## Work task
Return the data that follows exactly. Include every line.

## Information provided
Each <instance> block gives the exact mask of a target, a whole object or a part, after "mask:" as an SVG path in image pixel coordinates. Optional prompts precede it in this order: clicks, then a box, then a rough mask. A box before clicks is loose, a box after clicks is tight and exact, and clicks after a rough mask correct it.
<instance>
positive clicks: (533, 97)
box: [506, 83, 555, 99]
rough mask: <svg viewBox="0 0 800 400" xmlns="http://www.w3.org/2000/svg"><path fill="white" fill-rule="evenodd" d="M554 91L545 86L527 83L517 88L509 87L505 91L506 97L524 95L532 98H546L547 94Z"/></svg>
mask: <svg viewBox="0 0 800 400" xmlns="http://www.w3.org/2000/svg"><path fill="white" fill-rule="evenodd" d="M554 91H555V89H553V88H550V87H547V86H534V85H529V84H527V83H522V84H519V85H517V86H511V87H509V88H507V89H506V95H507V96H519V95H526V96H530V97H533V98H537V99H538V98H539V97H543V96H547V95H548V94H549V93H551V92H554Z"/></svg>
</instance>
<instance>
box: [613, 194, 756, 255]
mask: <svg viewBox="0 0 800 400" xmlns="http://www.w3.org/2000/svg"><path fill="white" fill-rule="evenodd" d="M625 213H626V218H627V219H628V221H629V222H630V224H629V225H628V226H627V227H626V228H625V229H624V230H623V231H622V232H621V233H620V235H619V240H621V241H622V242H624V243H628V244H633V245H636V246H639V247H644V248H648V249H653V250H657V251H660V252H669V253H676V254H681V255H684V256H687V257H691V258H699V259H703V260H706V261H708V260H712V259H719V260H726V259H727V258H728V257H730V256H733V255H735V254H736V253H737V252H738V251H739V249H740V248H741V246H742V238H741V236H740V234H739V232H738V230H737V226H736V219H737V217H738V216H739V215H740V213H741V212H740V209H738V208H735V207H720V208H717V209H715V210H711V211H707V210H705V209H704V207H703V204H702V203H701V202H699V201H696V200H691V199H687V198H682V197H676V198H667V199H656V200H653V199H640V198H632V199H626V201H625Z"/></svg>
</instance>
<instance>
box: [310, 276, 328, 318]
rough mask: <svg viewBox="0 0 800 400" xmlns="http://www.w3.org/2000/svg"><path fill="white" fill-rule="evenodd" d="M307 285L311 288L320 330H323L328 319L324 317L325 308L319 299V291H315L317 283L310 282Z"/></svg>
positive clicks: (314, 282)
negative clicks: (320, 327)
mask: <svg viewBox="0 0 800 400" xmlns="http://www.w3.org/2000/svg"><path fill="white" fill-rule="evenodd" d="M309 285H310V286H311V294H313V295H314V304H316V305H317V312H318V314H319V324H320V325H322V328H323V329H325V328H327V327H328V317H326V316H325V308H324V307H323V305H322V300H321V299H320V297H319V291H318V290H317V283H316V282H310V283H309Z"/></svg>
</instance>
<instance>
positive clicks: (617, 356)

## Exercise response
Each <instance> block gives the exact mask of a target, a whole object or a part, after "mask:" as an SVG path in image pixel coordinates. Optional prompts precede it in this order: clicks, then a box, then a rough mask. A box before clicks is loose, a box after clicks is tight and exact, and clicks after a rough mask correct it.
<instance>
positive clicks: (533, 97)
box: [506, 83, 555, 99]
rough mask: <svg viewBox="0 0 800 400" xmlns="http://www.w3.org/2000/svg"><path fill="white" fill-rule="evenodd" d="M554 91L545 86L527 83L517 88L509 87L505 91L506 97L524 95L532 98H546L547 94Z"/></svg>
mask: <svg viewBox="0 0 800 400" xmlns="http://www.w3.org/2000/svg"><path fill="white" fill-rule="evenodd" d="M554 91H555V89H553V88H550V87H547V86H534V85H529V84H527V83H522V84H519V85H517V86H511V87H509V88H507V89H506V95H507V96H519V95H526V96H530V97H533V98H537V99H538V98H539V97H543V96H547V95H548V94H549V93H551V92H554Z"/></svg>
</instance>
<instance>
box: [613, 194, 756, 255]
mask: <svg viewBox="0 0 800 400" xmlns="http://www.w3.org/2000/svg"><path fill="white" fill-rule="evenodd" d="M625 213H626V218H627V219H628V221H629V222H630V224H629V225H628V226H627V227H626V228H625V229H624V230H623V231H622V232H621V233H620V235H619V240H621V241H622V242H624V243H628V244H633V245H636V246H639V247H644V248H648V249H653V250H657V251H660V252H669V253H676V254H681V255H684V256H687V257H691V258H699V259H703V260H706V261H708V260H712V259H719V260H726V259H727V258H728V257H730V256H733V255H735V254H736V253H737V252H738V251H739V249H740V248H741V246H742V238H741V236H740V234H739V232H738V230H737V226H736V219H737V217H738V216H739V215H740V213H741V212H740V209H738V208H735V207H720V208H717V209H715V210H711V211H707V210H705V209H704V207H703V204H702V203H701V202H699V201H696V200H691V199H687V198H682V197H676V198H667V199H656V200H653V199H640V198H632V199H626V201H625Z"/></svg>
</instance>
<instance>
box: [310, 276, 328, 318]
rough mask: <svg viewBox="0 0 800 400" xmlns="http://www.w3.org/2000/svg"><path fill="white" fill-rule="evenodd" d="M307 285L311 288L320 330H323L328 319L324 317L325 308L319 299V291H315L317 283L310 282Z"/></svg>
positive clicks: (314, 282)
negative clicks: (320, 327)
mask: <svg viewBox="0 0 800 400" xmlns="http://www.w3.org/2000/svg"><path fill="white" fill-rule="evenodd" d="M309 285H310V286H311V294H313V295H314V304H316V305H317V312H318V314H319V324H320V325H322V328H323V329H325V328H327V327H328V317H326V316H325V308H324V307H323V305H322V300H321V299H320V297H319V291H318V290H317V283H316V282H310V283H309Z"/></svg>
</instance>
<instance>
positive clicks: (617, 356)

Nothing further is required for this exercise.